• [Written instruction]:
Copy out each of the records below, changing "thickest part" to "widest part" and leaving everything else as it is.

• [Source records]:
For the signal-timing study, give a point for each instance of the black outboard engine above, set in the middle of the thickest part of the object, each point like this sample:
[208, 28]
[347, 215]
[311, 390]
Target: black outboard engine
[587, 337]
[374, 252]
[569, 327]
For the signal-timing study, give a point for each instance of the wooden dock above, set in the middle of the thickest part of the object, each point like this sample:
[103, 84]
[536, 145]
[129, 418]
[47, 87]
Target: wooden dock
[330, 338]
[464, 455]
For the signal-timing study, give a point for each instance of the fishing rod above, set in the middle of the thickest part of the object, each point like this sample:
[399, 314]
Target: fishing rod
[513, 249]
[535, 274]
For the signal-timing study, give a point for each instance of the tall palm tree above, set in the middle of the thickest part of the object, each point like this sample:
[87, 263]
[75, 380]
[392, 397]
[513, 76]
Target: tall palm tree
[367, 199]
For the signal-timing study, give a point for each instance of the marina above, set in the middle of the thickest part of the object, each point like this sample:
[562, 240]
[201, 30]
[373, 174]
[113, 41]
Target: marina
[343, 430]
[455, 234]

• [Result below]:
For the signal-timing study, give a point for each instance of the black outboard engine above, set in the middle of the widest part of the object, each point like this sample:
[208, 28]
[347, 215]
[311, 390]
Target: black outboard engine
[587, 337]
[374, 252]
[569, 327]
For the signal-timing study, give a point for each instance of the wooden dock above, set in the middle of the widest part of the object, each point like this sample:
[103, 84]
[536, 145]
[129, 418]
[47, 87]
Target: wooden dock
[330, 338]
[464, 455]
For the signal-timing study, give a point for each instance of the fishing rod above, set in the middle of the widest part of the object, each point like this sample:
[399, 314]
Target: fishing rod
[513, 249]
[535, 274]
For the signal-timing study, give a point for each instance of the tall palm tree above, set in the middle of the widest part of the object, each point like this sample:
[87, 263]
[75, 380]
[392, 397]
[513, 76]
Target: tall palm tree
[367, 199]
For the signal-timing study, give a point for each instance of the marina above, set in the middle of the widest part of the object, each point like this sample:
[562, 240]
[201, 30]
[373, 174]
[113, 41]
Target: marina
[343, 430]
[455, 234]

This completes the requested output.